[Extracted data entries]
§ §

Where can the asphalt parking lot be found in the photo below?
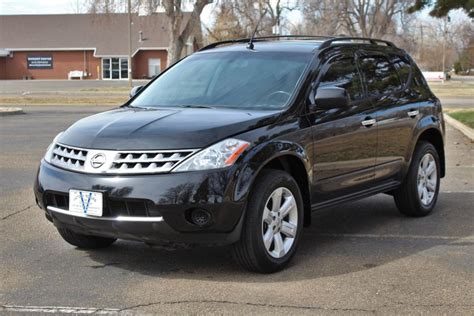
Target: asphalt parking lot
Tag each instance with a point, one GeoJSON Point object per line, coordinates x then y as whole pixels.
{"type": "Point", "coordinates": [357, 258]}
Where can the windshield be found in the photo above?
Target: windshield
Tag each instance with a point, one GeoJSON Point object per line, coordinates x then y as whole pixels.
{"type": "Point", "coordinates": [252, 80]}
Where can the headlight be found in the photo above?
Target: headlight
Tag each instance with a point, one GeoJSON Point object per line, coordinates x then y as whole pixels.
{"type": "Point", "coordinates": [220, 155]}
{"type": "Point", "coordinates": [49, 152]}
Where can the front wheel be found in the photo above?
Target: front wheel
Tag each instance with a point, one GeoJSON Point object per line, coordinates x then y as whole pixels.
{"type": "Point", "coordinates": [273, 223]}
{"type": "Point", "coordinates": [419, 192]}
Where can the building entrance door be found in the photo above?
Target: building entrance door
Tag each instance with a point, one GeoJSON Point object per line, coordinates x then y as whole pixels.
{"type": "Point", "coordinates": [154, 67]}
{"type": "Point", "coordinates": [114, 68]}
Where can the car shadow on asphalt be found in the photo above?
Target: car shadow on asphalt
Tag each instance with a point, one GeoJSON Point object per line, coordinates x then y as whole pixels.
{"type": "Point", "coordinates": [348, 238]}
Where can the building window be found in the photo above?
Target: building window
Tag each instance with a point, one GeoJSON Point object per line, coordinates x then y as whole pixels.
{"type": "Point", "coordinates": [114, 68]}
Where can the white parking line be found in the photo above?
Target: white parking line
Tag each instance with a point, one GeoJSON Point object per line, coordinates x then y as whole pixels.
{"type": "Point", "coordinates": [394, 236]}
{"type": "Point", "coordinates": [58, 310]}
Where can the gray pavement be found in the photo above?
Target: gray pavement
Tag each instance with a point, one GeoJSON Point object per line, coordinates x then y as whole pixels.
{"type": "Point", "coordinates": [357, 258]}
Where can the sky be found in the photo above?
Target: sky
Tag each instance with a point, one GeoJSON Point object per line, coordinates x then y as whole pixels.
{"type": "Point", "coordinates": [70, 6]}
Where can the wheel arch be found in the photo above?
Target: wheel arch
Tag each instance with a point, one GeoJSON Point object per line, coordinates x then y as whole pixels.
{"type": "Point", "coordinates": [286, 156]}
{"type": "Point", "coordinates": [434, 136]}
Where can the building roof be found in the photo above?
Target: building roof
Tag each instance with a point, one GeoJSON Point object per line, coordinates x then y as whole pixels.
{"type": "Point", "coordinates": [107, 34]}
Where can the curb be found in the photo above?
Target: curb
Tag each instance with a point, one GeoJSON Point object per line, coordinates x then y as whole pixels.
{"type": "Point", "coordinates": [10, 111]}
{"type": "Point", "coordinates": [466, 130]}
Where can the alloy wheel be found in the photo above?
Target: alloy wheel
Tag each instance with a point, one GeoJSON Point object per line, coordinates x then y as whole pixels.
{"type": "Point", "coordinates": [427, 180]}
{"type": "Point", "coordinates": [279, 222]}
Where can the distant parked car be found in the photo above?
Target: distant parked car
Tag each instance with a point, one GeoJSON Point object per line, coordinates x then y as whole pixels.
{"type": "Point", "coordinates": [240, 142]}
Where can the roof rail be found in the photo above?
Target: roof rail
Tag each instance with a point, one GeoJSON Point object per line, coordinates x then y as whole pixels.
{"type": "Point", "coordinates": [264, 38]}
{"type": "Point", "coordinates": [372, 41]}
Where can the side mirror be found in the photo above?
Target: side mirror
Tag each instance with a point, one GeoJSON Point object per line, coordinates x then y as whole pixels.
{"type": "Point", "coordinates": [135, 90]}
{"type": "Point", "coordinates": [331, 98]}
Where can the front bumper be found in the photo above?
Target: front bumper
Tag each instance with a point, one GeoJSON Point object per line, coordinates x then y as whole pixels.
{"type": "Point", "coordinates": [172, 195]}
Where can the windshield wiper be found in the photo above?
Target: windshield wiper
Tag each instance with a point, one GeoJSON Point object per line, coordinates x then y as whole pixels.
{"type": "Point", "coordinates": [195, 106]}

§ §

### EXERCISE DETAILS
Copy the lines from the one containing "Where can the roof" through the end of the rows, shifting every coordinate in the point answers up by 101 and leaving the other lines unchanged.

### ANSWER IN FULL
Where can the roof rail be found in the photo above?
Target: roof rail
Tag each instance with a point, one GeoJSON Point object per line, coordinates x then y as whole pixels.
{"type": "Point", "coordinates": [365, 139]}
{"type": "Point", "coordinates": [473, 142]}
Where can the side mirror be found in the photo above?
Target: side mirror
Tag each instance with a point, one GeoJSON Point object per line, coordinates x then y as whole pixels.
{"type": "Point", "coordinates": [236, 191]}
{"type": "Point", "coordinates": [432, 199]}
Where can the front bumper be found in the photo above?
Target: front bumper
Tag each instance with a point, one GeoJSON Point object per line, coordinates x then y as whole pixels.
{"type": "Point", "coordinates": [273, 296]}
Where can the windshield wiper be found in the photo above?
Target: windshield wiper
Tag each instance with a point, one GeoJSON Point object per line, coordinates x then y as whole pixels.
{"type": "Point", "coordinates": [296, 207]}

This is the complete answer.